»»

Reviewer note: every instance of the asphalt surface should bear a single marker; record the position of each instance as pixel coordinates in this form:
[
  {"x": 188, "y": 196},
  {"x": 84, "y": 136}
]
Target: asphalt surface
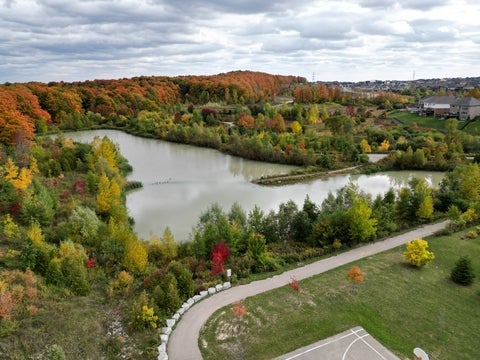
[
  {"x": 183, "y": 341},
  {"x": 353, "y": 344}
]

««
»»

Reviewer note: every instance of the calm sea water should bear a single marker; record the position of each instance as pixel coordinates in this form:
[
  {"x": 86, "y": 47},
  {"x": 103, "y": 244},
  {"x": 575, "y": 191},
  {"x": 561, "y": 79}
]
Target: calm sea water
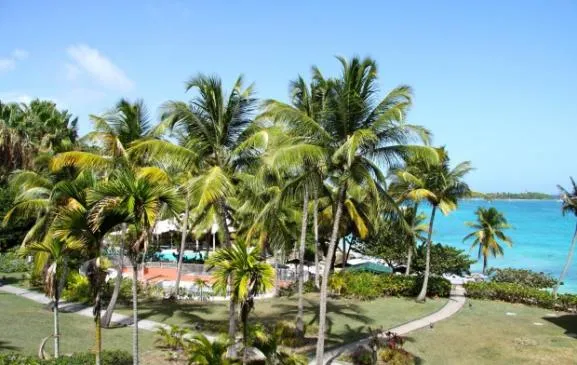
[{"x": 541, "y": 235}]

««

Locate every line above that contains the string "calm", treating uppercase and lowercase as distinct, and copy each such line in full.

Reviewer note: every instance of the calm sea water should bear a single marker; record the position of each instance as pixel coordinates in this form:
Target: calm sea water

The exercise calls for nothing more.